++++ PASSAGE SHOWN ++++

3. We are also perfectionistic thinking we have to be perfect. We might feel no one can do the dishes like we do, or pack the lunches as well as we do, or drive as safely as we do. We are unable to delegate effectively because we micromanage the way others do these tasks. We might even critique those who are attempting to take some of the workload away
 
 
The Root Cause
 
Trauma in childhood is the root cause. Being a people pleaser is rooted in two unconscious programs. Fear of failure and our fear of rejection. We try not to disappoint others. Our fear is that we won’t receive love from them. We do for others so that they, in turn, will love us. 
 
We may try our best to make decisions that make people happy. We look for validation from others to make us feel better. When we don’t get it, we might feel upset, resentful or angry. If we happen to be highly sensitive or empathic we might feel the other persons’ disappointment and attempt to fix it or heal them. We have to be okay with being able to say no, and allow the other person to self-soothe. We are not responsible for anyone’s happiness but ourselves.

++++

GOAL 1 –
Show each line of the listing below that contains the string "with".

++++ EXERCISE MATERIALS ++++

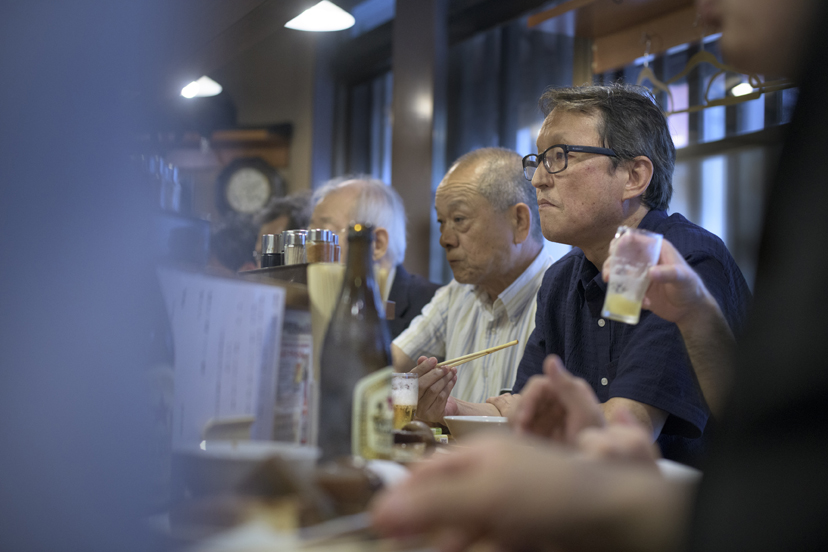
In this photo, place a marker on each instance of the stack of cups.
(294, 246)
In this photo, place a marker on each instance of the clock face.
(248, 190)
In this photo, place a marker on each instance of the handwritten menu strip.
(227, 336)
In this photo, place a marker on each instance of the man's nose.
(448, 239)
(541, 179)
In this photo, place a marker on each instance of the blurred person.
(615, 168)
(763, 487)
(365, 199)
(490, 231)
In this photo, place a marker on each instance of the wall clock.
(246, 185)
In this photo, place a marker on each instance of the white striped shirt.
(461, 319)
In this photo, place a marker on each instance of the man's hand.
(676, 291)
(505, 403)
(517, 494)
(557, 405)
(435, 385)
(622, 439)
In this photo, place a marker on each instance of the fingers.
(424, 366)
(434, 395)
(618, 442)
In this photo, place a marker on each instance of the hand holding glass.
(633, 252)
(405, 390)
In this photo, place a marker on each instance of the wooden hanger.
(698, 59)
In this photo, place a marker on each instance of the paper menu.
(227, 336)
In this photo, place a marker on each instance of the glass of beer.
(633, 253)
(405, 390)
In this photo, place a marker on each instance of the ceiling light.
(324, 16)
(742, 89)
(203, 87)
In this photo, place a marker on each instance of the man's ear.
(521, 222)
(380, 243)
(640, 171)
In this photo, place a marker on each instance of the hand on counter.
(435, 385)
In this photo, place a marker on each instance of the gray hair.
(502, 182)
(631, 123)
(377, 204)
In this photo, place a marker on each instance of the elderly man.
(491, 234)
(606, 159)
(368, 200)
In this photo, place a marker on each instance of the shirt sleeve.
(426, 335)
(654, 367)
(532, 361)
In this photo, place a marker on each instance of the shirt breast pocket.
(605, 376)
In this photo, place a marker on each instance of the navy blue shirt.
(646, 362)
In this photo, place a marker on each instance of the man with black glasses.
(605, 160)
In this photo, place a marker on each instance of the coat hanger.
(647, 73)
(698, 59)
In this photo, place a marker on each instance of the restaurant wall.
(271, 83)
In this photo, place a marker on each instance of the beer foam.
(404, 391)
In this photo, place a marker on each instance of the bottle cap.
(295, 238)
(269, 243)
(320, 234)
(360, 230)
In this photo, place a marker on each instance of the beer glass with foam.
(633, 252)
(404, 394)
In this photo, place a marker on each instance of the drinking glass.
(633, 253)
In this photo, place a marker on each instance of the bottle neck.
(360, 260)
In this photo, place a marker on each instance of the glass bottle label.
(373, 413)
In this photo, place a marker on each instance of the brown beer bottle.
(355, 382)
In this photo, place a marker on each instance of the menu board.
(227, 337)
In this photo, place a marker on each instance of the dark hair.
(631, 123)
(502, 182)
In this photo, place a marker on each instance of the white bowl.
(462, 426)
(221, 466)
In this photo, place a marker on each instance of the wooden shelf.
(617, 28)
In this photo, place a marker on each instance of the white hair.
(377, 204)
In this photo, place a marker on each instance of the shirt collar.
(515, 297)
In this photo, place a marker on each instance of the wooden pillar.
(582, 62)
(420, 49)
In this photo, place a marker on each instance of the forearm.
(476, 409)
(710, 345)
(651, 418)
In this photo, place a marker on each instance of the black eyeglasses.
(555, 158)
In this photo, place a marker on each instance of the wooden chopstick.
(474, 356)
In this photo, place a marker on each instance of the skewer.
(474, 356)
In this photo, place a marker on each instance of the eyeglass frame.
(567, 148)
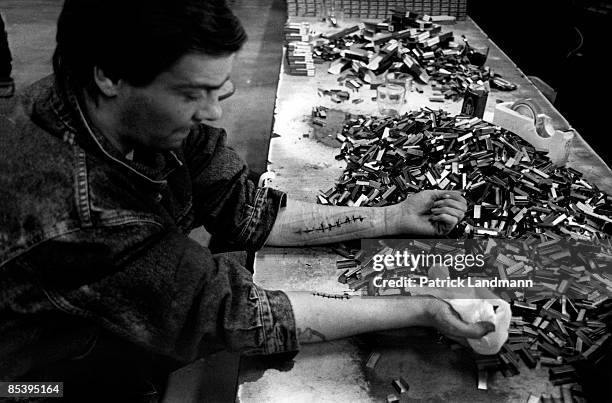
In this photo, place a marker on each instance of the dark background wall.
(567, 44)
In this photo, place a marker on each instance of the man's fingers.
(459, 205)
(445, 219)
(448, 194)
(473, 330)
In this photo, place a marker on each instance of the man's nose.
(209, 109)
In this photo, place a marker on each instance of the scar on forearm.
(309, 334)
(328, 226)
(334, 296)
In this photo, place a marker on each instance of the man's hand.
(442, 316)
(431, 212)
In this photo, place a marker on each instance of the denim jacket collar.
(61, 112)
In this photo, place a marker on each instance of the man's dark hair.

++++

GOAL 2 –
From the passage on people pleasing above, reproduce the part that begins at the words "Trauma in childhood" and ends after the words "will love us.".

EXERCISE SOLUTION 1 –
In this photo, place a marker on each instance of the man with black glasses.
In this photo, place a marker on each instance of the beer glass with foam.

EXERCISE SOLUTION 2 –
Trauma in childhood is the root cause. Being a people pleaser is rooted in two unconscious programs. Fear of failure and our fear of rejection. We try not to disappoint others. Our fear is that we won’t receive love from them. We do for others so that they, in turn, will love us.